* **Aim**
Output the full material exactly as it appears here.

"""

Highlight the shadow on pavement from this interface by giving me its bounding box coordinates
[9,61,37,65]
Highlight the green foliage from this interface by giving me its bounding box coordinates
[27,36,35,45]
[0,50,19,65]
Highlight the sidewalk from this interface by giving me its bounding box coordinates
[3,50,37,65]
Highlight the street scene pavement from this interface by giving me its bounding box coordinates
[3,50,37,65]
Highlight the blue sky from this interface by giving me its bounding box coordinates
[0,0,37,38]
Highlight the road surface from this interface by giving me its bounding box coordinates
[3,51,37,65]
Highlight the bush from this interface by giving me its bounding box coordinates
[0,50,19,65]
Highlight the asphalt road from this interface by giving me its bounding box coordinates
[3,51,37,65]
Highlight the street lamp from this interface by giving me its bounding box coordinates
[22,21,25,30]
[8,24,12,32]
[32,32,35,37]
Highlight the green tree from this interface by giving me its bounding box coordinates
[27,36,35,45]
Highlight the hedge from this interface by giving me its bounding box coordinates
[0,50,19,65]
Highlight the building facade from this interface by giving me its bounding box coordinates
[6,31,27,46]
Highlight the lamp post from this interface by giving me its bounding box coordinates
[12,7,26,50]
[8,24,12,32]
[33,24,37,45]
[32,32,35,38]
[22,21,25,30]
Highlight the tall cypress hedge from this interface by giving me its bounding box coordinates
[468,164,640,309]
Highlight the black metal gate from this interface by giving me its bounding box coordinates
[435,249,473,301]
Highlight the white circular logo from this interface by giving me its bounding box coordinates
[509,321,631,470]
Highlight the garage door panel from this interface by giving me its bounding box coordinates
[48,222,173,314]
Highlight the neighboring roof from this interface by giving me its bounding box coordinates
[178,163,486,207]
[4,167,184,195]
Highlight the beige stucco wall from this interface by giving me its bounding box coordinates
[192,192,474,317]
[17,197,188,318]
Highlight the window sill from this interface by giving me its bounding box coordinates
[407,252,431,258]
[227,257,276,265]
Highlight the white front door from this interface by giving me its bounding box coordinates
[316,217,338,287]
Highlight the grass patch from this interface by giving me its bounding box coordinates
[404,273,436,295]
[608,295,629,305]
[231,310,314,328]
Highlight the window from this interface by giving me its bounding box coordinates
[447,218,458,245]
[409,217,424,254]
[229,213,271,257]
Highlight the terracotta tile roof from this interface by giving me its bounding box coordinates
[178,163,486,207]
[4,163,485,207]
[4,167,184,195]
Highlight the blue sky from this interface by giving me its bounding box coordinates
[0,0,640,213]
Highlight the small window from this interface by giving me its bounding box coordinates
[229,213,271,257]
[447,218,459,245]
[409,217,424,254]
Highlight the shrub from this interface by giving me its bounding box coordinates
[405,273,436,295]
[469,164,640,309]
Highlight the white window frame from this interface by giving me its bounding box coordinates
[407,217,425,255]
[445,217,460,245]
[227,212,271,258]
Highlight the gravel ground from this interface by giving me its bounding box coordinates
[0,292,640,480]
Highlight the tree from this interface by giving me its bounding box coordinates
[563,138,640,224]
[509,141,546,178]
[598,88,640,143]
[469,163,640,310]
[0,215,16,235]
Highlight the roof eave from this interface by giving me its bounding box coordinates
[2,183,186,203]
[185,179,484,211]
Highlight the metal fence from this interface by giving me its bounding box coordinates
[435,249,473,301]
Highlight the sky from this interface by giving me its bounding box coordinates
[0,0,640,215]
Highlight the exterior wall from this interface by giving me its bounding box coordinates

"""

* **Task solution**
Highlight the shadow on pavement from this interface by giving me its bounding box coordinates
[9,61,37,65]
Highlight the green foliage from this interface by giving me its bounding box coordinates
[27,36,35,45]
[0,50,19,65]
Highlight the sidewalk from this interface by giving me its bounding box coordinates
[3,50,37,65]
Highlight the street scene pavement from this interface by giving me its bounding box coordinates
[3,50,37,65]
Highlight the blue sky from this interface by giving me its bounding box coordinates
[0,0,37,38]
Highlight the road surface from this interface by giving me its bounding box coordinates
[3,51,37,65]
Highlight the bush from this interface by giving me its bounding box coordinates
[0,50,19,65]
Highlight the asphalt road from this interface by giving me its bounding box coordinates
[3,51,37,65]
Highlight the street lamp from this interface by giving me its bounding box coordinates
[22,21,25,30]
[8,24,12,32]
[32,32,35,37]
Highlight the green tree from this interface by giving me its bounding box coordinates
[27,36,35,45]
Highlight the hedge from this interface by giving me its bounding box coordinates
[0,50,19,65]
Highlight the building facade from this interface by giving me its bounding box coordinates
[6,31,27,46]
Highlight the lamp post from this interface by giving me its bounding box coordinates
[12,7,26,50]
[8,24,12,32]
[33,24,37,45]
[32,32,35,38]
[22,21,25,30]
Highlight the tall cypress hedge from this interface by giving me its bounding box coordinates
[468,164,640,309]
Highlight the black metal gate from this interface by giving me its bounding box coordinates
[435,249,473,301]
Highlight the white circular logo from this interface by giving me its bounding box coordinates
[509,321,631,470]
Highlight the garage door panel from this interface by giving me its bounding box coordinates
[48,222,173,314]
Highlight the neighboring roof from this interface by giving me its bounding box coordinates
[178,163,486,207]
[4,167,184,195]
Highlight the beige stucco wall from this interface by giving me its bounding box coordinates
[192,192,474,317]
[17,197,188,318]
Highlight the window sill from this interface by giving me its bounding box coordinates
[407,252,431,258]
[227,257,276,265]
Highlight the white front door from this interface by giving me its bounding box coordinates
[316,217,338,287]
Highlight the grass patch from this interface by giving me its bounding box coordinates
[404,273,436,295]
[608,295,629,305]
[231,310,314,328]
Highlight the window from this interface by giving me its bounding box coordinates
[447,218,458,245]
[409,217,424,254]
[229,213,271,257]
Highlight the terracotta tile roof from this interface by giving me its bounding box coordinates
[178,163,486,207]
[4,163,485,207]
[4,167,184,195]
Highlight the blue sky from this interface by giving me its bounding box coordinates
[0,0,640,213]
Highlight the small window from this interface by giving me its bounding box coordinates
[229,213,271,257]
[447,218,459,245]
[409,217,424,254]
Highlight the shrub from this interface by giving me its bounding box coordinates
[405,273,436,295]
[469,164,640,309]
Highlight the white window frame from this interface by giving me its bounding box coordinates
[407,217,425,255]
[445,217,460,245]
[227,212,271,258]
Highlight the gravel ground from this interface by giving me its bounding box coordinates
[0,292,640,480]
Highlight the tree from this interface by giving me its bounding box coordinates
[563,138,640,224]
[509,141,546,178]
[598,88,640,143]
[469,163,640,310]
[0,215,16,235]
Highlight the roof eave from this interface by giving me its bounding box coordinates
[2,183,186,203]
[185,179,484,211]
Highlight the metal fence from this interface by giving me its bounding box coordinates
[435,249,473,301]
Highlight the sky from this interface by giving me its bounding box coordinates
[0,0,640,215]
Highlight the exterior wall from this interface by giving me its bounding box coordinates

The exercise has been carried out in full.